[Entries from a point annotation set]
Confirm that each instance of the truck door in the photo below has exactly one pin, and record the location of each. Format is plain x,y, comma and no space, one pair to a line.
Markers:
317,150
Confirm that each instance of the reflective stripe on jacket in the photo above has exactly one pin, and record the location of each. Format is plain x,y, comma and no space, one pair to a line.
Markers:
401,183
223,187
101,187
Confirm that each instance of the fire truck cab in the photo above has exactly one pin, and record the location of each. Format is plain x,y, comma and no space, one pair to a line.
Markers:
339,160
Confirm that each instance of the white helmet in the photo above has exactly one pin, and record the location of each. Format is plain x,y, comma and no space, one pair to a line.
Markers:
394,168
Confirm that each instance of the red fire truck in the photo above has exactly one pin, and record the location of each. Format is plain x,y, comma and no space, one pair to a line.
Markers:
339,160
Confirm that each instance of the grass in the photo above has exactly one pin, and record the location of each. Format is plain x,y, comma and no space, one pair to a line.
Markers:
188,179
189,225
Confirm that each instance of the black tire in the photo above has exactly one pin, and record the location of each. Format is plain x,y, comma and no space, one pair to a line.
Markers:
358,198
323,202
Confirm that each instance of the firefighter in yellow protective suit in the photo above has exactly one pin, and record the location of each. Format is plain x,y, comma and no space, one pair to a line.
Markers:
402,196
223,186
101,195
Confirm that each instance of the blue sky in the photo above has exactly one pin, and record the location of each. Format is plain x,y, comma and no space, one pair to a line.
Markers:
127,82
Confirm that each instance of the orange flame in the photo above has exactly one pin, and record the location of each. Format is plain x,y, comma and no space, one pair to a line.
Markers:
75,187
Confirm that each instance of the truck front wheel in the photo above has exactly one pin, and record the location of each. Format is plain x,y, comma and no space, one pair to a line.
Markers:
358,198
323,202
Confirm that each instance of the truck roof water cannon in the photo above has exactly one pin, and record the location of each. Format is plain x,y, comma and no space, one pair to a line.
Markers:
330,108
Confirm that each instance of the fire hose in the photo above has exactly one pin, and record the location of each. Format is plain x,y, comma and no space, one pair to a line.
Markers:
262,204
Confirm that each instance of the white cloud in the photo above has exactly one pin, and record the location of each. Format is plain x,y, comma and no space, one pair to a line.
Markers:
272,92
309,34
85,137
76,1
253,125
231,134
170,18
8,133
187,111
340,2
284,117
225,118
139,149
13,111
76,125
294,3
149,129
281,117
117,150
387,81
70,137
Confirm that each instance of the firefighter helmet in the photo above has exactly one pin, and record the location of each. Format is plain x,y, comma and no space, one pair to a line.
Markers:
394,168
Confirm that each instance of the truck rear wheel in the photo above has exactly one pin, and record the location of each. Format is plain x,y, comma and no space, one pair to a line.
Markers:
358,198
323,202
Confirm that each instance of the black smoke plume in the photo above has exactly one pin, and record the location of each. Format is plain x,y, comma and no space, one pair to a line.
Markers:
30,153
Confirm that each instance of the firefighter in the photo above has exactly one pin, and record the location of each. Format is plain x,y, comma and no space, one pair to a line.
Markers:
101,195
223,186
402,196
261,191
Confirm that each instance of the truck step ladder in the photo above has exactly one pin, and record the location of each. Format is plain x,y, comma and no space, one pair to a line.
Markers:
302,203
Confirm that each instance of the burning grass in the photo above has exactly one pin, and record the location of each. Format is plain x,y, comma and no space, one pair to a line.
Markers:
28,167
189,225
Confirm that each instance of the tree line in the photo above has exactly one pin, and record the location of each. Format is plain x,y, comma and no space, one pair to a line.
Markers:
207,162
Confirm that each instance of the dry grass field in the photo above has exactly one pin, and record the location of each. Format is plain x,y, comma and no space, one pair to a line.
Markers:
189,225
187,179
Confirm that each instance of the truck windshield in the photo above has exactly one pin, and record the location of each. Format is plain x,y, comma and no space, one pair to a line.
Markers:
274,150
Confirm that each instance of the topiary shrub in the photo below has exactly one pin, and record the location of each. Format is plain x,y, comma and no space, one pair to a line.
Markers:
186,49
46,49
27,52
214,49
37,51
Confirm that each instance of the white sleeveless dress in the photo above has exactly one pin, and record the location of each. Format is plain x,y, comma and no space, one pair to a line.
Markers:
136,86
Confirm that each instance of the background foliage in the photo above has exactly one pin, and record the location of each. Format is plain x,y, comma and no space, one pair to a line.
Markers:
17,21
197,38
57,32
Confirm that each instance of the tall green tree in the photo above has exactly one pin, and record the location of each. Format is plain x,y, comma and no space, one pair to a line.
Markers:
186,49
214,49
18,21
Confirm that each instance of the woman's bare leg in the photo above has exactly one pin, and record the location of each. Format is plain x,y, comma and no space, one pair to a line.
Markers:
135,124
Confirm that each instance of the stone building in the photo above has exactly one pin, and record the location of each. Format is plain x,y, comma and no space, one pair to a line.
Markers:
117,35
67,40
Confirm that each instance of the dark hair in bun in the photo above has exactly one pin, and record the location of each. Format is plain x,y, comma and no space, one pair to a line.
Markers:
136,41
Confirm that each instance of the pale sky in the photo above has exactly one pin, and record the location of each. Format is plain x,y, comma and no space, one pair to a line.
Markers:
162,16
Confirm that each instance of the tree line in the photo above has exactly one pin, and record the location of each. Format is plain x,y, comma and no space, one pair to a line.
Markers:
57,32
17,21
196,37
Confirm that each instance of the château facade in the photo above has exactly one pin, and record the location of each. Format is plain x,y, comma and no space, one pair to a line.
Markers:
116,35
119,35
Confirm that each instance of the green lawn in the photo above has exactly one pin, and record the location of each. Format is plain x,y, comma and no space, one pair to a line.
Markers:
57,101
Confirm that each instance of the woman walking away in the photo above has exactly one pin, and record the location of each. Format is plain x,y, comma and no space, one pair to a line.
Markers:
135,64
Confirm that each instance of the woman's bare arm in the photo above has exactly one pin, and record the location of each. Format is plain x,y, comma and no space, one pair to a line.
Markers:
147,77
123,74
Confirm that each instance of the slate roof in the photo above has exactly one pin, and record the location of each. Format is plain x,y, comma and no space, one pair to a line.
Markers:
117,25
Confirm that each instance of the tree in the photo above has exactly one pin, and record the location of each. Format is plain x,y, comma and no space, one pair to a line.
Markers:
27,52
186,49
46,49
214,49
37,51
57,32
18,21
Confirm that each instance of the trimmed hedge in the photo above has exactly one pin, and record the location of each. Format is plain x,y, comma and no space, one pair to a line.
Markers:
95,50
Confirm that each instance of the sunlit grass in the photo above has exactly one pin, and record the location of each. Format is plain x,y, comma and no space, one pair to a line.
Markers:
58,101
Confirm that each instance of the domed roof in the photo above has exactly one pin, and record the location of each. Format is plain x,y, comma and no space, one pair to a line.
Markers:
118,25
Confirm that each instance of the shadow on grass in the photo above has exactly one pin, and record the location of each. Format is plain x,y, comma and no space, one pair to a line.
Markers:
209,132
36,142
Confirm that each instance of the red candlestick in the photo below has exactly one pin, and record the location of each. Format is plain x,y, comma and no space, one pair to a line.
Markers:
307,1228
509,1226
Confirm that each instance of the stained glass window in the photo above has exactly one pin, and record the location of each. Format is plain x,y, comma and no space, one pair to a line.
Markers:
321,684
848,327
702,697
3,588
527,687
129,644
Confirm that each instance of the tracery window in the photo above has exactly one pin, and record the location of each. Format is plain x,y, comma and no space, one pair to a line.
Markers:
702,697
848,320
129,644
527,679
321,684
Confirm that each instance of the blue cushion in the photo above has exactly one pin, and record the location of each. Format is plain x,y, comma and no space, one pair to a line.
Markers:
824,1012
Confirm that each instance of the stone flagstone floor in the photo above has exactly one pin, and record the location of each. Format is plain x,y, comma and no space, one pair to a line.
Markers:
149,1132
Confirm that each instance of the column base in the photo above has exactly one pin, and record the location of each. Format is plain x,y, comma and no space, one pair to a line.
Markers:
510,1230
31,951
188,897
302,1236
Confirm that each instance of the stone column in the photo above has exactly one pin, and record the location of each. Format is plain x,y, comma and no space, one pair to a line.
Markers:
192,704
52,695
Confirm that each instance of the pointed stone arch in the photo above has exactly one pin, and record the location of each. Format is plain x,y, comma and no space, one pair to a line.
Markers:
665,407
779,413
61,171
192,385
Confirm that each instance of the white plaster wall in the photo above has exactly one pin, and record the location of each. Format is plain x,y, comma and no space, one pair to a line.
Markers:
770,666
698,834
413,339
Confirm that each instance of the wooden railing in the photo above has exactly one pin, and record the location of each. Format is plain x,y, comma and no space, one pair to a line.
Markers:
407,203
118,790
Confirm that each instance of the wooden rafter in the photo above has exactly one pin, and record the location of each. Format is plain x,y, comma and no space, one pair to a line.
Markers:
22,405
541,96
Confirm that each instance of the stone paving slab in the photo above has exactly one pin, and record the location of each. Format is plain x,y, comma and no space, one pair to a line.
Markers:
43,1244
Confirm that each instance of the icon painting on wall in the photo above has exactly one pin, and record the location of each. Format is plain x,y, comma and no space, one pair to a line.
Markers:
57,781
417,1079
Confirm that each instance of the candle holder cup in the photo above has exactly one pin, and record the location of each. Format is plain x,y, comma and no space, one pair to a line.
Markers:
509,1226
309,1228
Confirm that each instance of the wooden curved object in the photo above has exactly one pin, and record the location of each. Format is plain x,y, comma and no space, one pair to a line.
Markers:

* _EXERCISE AIM_:
Leave out every line before the one containing "Confirm that each instance of the pointed"; set down that line and all remaining lines of the material exactly.

* _FULL RESPONSE_:
Confirm that each instance of the pointed stone arch in the photo above has exactly one pin, and record the location of each. Format is plain x,y, comma and no space, one pair to a line.
Markers:
665,407
779,413
61,171
192,385
Confirm that each instance of the white plaster wall in the photo above has exactly one pin, and record the location of each. Format is plain x,y, comma and no space, one pair to a line.
Markers:
770,666
698,834
413,339
Confirm that each instance of the wooden railing in the photo above has exactly one pin, and record the location of each. Format is plain x,y, comma and no space, one pair to a line.
Markers:
407,203
118,790
Confirm that each instance of the wooden rafter in the photo above has exactly one pin, and record the location of each. Format is plain x,y, comma and no space, one pair to a line.
Markers:
22,405
541,96
Confirm that each instance of the stone paving slab in the photo above has exactly one pin, and record the location of each. Format is plain x,y, comma and no space, one pair to a line.
Markers:
43,1244
Confirm that each instance of the icon painting on wall in the photo above has exactly one pin, and record the location of each. Format is plain x,y, comma and no space, one pair to a line.
Markers:
57,781
417,1079
Confirm that each instance of the candle holder cup in the photo above has exactly one pin, and record the location of each. Format is plain x,y, comma and no space, one pair to a line.
Markers:
509,1226
309,1228
Confirm that each instance of the wooden curved object in the photo above has exactly one pin, and record the location of each. Format is plain x,y, comma and no space, one pair to a line.
Markers:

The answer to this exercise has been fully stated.